まず、過去の永井祐の連作のタイトルたちを見てみよう。早稲田短歌31号に載っている16首連作のタイトルは「不敗神話」。2002年、北溟短歌賞次席になった連作は「総力戦」。2005年、歌葉新人賞で最終候補になった連作は「冒険」。これを現代短歌に対する戦意、ととるのはやりすぎだろうか。

そしてモチーフの禁欲。

アルバイト仲間とエスカレーターをのぼる三人ともひとりっ子
夕焼けがさっき終わって濃い青に染まるドラッグストアや神社
(『日本の中でたのしく暮らす』)

こういう歌に代表される、これまであまり使われてこなかった短歌的に禁欲的なモチーフ(「アルバイト仲間」「ひとりっ子」「ドラッグストア」「神社」のような)。いわゆる「言葉のデフレ化」みたいな標語で取りざたされたような姿勢は、明らかに永井のストイシズムからきていると思われる。「初期の歌には意外と穂村弘的な歌がみられる」という指摘があるのは的確で、初期の作品にはこういうニューウェーブぽい(≒穂村っぽい)歌がある。

一本のコードを買っておたがいの首にプラグをさし合う日 雨
(『不敗神話』/早稲田短歌31号)
完璧なレモンの形を描きながら天使のような図書委員長
(『題詠吟行十番勝負と近詠四首』/早稲田短歌32号)

.....

◆ **取り組む課題**:
1. 永井祐の短歌を論じた抜粋のうち、「こういう歌に代表される、これ」から「(『不敗神話』/早稲田短歌31号)」までを一字一句違えずに書き写してください。
2. 永井祐の短歌を論じた文章の最後の一文に続けて、その先を書き進めてください。
この先に置かれた資料は、抜粋とは別個のものです。

◆ **データ内容**:
.....

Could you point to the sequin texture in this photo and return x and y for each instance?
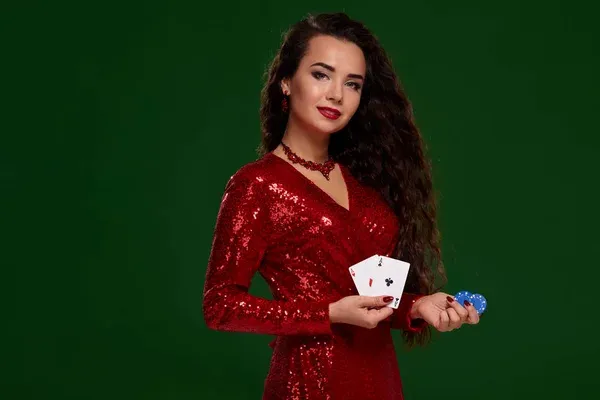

.....

◆ **課題の解答**:
1.
こういう歌に代表される、これまであまり使われてこなかった短歌的に禁欲的なモチーフ(「アルバイト仲間」「ひとりっ子」「ドラッグストア」「神社」のような)。いわゆる「言葉のデフレ化」みたいな標語で取りざたされたような姿勢は、明らかに永井のストイシズムからきていると思われる。「初期の歌には意外と穂村弘的な歌がみられる」という指摘があるのは的確で、初期の作品にはこういうニューウェーブぽい(≒穂村っぽい)歌がある。

一本のコードを買っておたがいの首にプラグをさし合う日 雨
(『不敗神話』/早稲田短歌31号)

2.
そこから、「おたがいの首にプラグをさし合う」「レモン」「天使」のような要素は捨てられていって

パーマでもかけないとやってらんないよみたいのもありますよ 1円
(『日本の中でたのしく暮らす』)

に至る。というわけで永井祐において独自のモチーフ(そして、ここでは触れないが「文体」も)を見つけていった道のりはたぶん戦いだったと思う。

 

そして加えて、若い時から物議を醸していた(総合誌のコラムで名指しで叩かれたりしていたらしい)らしい作風を曲げないまま周りに自分の作品を認めさせてしまったこと。

 

いっけん牧歌的に見える『日本の中でたのしく暮らす』という歌集タイトルは、「たのしく暮らす」ことで戦うんだ、というような姿勢に感じる。

 


☐☐☐

 

瀬戸夏子×穂村弘トークでの重要な指摘3つ


永井祐が戦う作家だ、と僕がもともと認識していた、のがここまでの話。そして瀬戸夏子&穂村弘トークの内容に戻る。僕のメモをもとに書いているので正確ではないかもしれないが、僕の記憶では瀬戸さんと穂村さんのの発言に3か所ほど手掛かりになる話があった。あくまで論の手がかりなので正確性はまた文字起こしなどが出た時に確認したい。



穂村の「イメージ」「レトリック」の区別に関して


瀬戸「自分は伊舎堂仁、木下龍也の歌たち(レジュメに載っていたのは「神様は君を選んで殺さない君を選んで生かしもしない/木下龍也」「ぼくたちを徴兵しても意味ないよ豆乳鍋とか食べてるからね/伊舎堂仁」)をあんまり読めている感じがしてこなかった。「文体」であったり「助詞単位での…」みたいな物にそこまで執心していない感じがした部分もあって。それに比べて穂村さんの方はわりと素直に伊舎堂、木下の歌を感受できていたように思う。それはそもそも穂村が「イメージの操作」を重要視していて、「レトリック」とは差別化していたからなんじゃないか?つまり、自分が永井の歌などを「文体」などに注目して読んでいたのは穂村の「イメージをぶつけること」に対する逆張りでしかなくて、自分がもう時代遅れなんじゃないかという気がしてしまった。」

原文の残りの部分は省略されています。